Text segment:
Simple dom traversing in Python using xml.etree.ElementTree

Asked 15/1, 2014 at 19:26 Answered 15/1, 2014 at 19:45

E.g. consider parsing a pom.xml file:

<project xmlns="http://maven.apache.org/POM/4.0.0" xmlns:xsi="http://www.w3.org/2001/XMLSchema-instance"
    xsi:schemaLocation="http://maven.apache.org/POM/4.0.0 http://maven.apache.org/maven-v4_0_0.xsd">

    <parent>
        <groupId>com.parent</groupId>
        <artifactId>parent</artifactId>
        <version>1.0-SNAPSHOT</version>
        <relativePath>../pom.xml</relativePath>
    </parent>

    <modelVersion>2.0.0</modelVersion>
    <groupId>com.parent.somemodule</groupId>
    <artifactId>some_module</artifactId>
    <packaging>jar</packaging>
    <version>1.0-SNAPSHOT</version>
    <name>Some Module</name>
    ...

Code:

import xml.etree.ElementTree as ET

tree = ET.parse(pom)
root = tree.getroot()

groupId = root.find("groupId")
artifactId = root.find("artifactId")

Both groupId and artifactId are None. Why when they are the direct descendants of the root? I tried to replace the root with tree (groupId = tree.find("groupId")) but that didn't change anything.

Beecham answered 15/1, 2014 at 19:26 Comment(1)

possible duplicate of Parsing XML with namespace in Python ElementTree – Selfpity 15/1, 2014 at 19:38

The problem is that you don't have a child named groupId, you have a child named {http://maven.apache.org/POM/4.0.0}groupId, because etree doesn't ignore XML namespaces, it uses "universal names". See Working with Namespaces and Qualified Names in the effbot docs.

Supplied records:
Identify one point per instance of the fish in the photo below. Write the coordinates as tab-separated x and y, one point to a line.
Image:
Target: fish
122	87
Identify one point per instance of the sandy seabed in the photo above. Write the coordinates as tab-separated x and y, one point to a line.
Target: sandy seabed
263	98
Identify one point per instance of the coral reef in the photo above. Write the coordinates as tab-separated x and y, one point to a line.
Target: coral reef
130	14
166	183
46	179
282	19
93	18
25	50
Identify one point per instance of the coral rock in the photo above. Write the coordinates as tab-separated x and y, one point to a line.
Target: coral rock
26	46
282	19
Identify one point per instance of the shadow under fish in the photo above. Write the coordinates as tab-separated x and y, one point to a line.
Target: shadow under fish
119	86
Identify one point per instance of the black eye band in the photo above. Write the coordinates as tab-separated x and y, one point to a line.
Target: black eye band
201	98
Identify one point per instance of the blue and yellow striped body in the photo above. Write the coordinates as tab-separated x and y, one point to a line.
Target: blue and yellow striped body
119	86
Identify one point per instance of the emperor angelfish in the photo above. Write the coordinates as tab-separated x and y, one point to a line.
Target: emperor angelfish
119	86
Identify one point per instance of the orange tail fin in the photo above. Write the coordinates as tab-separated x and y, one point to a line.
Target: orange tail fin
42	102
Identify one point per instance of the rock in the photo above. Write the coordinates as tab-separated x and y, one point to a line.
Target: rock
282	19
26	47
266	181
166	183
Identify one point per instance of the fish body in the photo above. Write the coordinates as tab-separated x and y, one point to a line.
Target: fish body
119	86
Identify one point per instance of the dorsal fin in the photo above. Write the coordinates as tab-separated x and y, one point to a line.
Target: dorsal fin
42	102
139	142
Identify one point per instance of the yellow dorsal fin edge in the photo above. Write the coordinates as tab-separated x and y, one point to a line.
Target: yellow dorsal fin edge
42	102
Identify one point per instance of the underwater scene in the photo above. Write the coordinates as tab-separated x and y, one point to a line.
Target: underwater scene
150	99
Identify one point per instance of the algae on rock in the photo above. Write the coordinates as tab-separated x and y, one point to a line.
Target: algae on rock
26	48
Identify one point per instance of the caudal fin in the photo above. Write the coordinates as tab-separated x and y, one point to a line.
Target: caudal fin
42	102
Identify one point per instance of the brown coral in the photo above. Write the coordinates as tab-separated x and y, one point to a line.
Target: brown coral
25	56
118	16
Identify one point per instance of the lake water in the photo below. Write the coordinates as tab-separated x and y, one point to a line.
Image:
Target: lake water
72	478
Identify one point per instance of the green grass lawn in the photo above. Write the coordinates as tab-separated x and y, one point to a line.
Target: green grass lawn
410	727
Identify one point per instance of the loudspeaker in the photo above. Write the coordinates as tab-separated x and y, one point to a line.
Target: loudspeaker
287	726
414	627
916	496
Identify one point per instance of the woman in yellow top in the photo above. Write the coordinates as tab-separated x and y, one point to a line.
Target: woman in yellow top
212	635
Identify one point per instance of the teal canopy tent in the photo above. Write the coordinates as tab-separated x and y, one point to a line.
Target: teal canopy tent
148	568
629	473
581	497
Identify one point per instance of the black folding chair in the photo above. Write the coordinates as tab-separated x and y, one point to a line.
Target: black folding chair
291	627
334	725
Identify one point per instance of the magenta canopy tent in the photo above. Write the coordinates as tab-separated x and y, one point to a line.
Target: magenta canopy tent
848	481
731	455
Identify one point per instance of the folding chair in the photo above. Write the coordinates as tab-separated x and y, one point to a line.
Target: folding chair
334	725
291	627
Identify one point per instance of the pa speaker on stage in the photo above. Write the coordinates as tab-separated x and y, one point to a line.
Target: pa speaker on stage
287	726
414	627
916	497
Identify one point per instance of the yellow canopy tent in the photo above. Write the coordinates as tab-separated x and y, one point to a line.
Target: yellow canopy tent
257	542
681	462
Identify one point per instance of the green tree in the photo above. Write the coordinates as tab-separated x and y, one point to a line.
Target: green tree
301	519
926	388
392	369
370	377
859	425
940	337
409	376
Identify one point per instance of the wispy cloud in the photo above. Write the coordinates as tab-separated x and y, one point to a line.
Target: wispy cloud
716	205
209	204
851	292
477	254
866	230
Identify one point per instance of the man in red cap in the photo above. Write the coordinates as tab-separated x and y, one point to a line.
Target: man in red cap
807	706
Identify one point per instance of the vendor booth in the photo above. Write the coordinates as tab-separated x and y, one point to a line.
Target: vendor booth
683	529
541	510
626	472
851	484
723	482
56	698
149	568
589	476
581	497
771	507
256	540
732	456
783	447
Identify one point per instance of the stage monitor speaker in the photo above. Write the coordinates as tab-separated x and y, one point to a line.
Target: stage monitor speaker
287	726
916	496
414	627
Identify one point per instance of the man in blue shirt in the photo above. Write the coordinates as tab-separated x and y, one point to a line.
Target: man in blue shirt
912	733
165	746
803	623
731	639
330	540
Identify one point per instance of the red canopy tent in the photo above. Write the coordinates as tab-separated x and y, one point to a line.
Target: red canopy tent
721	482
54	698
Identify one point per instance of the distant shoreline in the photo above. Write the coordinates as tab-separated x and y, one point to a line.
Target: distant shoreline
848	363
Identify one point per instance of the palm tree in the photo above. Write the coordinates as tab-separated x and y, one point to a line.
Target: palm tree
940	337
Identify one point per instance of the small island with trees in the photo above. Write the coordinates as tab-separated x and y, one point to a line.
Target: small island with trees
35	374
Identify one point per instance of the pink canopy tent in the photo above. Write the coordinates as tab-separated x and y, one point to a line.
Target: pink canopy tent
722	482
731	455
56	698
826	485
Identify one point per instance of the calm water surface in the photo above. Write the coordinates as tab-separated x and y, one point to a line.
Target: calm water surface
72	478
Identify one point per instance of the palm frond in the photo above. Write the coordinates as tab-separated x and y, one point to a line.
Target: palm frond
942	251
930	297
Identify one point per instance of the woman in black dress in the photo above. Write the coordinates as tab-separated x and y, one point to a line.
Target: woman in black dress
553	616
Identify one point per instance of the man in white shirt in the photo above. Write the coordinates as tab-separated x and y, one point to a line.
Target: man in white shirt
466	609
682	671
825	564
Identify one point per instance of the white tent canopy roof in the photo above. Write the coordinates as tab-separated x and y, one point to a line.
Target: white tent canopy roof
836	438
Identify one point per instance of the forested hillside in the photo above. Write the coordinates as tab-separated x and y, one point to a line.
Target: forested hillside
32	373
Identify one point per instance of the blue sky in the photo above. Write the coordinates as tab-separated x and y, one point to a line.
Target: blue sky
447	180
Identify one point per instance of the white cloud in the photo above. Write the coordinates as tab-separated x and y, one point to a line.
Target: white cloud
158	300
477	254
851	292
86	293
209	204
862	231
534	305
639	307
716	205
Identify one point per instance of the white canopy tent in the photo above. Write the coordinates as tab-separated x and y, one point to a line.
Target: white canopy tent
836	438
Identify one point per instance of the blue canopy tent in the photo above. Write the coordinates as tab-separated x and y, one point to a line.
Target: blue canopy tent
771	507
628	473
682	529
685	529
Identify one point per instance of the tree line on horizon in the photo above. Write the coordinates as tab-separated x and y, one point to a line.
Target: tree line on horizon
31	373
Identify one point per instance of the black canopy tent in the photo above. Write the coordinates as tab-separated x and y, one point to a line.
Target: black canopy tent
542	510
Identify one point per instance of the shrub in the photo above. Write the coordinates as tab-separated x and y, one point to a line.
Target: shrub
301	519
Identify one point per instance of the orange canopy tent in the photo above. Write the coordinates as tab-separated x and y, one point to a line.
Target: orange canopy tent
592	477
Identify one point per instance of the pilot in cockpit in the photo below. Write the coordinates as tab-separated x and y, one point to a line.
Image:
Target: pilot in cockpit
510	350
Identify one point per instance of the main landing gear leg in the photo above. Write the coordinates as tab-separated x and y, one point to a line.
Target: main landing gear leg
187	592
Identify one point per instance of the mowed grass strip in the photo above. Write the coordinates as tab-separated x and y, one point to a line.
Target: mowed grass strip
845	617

Jobs:
• a. In the thread on parsing XML with ElementTree, translate this sentence into German: "Both groupId and artifactId are None."
• b. Pull out every line of the records that contains the word "trees".

Solutions to the exercise:
• a. Sowohl groupId als auch artifactId sind None.

• b.
Identify one point per instance of the small island with trees in the photo above. Write the coordinates as tab-separated x and y, one point to a line.
Target: small island with trees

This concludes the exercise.